### WHAT YOU NEED TO DO
Count the lines in the material below that contain the string "region", with case counting, and give only that number.

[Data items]
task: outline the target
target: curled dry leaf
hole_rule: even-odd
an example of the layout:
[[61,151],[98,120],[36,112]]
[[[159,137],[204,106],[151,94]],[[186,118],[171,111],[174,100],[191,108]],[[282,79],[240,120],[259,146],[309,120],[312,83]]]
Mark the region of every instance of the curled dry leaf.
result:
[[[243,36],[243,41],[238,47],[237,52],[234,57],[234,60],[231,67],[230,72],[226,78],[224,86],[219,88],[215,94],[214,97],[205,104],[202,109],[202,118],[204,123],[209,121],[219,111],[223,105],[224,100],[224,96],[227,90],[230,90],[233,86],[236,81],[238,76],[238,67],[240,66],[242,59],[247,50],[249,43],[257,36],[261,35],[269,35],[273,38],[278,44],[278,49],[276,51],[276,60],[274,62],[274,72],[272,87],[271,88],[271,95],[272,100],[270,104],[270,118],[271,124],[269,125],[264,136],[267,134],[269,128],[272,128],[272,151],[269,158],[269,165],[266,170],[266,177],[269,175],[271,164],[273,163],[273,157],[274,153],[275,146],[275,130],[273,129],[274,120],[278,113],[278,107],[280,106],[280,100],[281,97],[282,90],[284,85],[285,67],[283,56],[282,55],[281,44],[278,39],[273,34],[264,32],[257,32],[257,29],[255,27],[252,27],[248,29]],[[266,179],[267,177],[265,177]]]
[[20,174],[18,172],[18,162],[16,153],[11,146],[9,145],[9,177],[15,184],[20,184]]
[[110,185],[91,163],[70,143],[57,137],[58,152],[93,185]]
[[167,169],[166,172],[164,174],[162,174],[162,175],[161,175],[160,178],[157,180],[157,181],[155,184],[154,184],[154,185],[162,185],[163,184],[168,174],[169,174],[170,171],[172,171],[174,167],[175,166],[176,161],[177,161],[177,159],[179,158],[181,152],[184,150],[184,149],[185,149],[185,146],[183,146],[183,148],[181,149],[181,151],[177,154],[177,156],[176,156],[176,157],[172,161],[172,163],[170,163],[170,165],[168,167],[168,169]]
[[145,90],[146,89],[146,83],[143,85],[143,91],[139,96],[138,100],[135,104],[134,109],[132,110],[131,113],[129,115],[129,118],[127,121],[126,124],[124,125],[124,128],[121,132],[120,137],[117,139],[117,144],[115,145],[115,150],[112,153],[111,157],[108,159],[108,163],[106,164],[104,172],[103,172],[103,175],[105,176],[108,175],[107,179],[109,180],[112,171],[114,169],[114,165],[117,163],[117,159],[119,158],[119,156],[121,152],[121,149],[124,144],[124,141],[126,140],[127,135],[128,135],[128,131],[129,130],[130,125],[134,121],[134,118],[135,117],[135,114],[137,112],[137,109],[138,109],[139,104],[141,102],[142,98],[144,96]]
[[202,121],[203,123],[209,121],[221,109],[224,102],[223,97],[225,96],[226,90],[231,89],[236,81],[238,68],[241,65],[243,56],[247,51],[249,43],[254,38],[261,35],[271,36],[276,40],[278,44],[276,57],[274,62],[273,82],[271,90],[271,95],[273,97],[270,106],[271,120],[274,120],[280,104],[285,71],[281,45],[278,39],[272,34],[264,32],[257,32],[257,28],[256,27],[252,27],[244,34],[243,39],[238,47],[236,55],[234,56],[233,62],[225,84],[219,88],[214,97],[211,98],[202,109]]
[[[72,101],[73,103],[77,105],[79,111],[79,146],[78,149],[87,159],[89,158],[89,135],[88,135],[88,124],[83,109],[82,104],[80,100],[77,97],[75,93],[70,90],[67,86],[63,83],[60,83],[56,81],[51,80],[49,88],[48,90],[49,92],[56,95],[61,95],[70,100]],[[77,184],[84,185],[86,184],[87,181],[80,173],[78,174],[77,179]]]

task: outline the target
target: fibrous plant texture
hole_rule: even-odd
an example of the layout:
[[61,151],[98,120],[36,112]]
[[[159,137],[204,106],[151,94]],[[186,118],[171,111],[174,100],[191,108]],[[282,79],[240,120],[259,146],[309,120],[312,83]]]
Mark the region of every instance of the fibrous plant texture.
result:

### FULL ANSWER
2